Return only the number of lines in the data below where the word "What" appears.

Stored entries
__________
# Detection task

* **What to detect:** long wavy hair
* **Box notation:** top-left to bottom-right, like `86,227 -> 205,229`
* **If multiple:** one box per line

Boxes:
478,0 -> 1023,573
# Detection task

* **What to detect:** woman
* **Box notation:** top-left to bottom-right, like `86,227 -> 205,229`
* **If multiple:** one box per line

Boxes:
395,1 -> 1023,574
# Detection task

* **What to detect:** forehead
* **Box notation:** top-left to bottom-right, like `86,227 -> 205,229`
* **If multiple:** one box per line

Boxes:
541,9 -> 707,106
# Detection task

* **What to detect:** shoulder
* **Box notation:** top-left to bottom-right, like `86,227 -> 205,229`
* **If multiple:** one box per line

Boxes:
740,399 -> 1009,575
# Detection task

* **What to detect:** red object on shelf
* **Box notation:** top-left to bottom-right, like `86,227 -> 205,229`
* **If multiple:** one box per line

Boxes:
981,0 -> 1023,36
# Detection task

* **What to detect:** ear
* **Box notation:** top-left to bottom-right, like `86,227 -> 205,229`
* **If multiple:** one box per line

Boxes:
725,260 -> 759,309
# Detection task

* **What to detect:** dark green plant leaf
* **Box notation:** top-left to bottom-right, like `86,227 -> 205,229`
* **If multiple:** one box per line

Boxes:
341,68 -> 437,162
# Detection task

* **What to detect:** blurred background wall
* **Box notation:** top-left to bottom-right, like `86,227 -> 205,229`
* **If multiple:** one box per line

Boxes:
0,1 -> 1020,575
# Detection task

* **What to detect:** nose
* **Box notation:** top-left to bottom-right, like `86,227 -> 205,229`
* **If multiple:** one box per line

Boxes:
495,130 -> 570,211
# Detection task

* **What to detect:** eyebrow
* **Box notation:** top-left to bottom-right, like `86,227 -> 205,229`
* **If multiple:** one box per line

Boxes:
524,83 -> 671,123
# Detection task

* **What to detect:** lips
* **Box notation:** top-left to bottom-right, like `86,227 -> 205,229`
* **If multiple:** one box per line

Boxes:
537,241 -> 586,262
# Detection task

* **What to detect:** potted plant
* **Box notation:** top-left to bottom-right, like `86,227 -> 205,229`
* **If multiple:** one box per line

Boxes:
__________
#### Response
12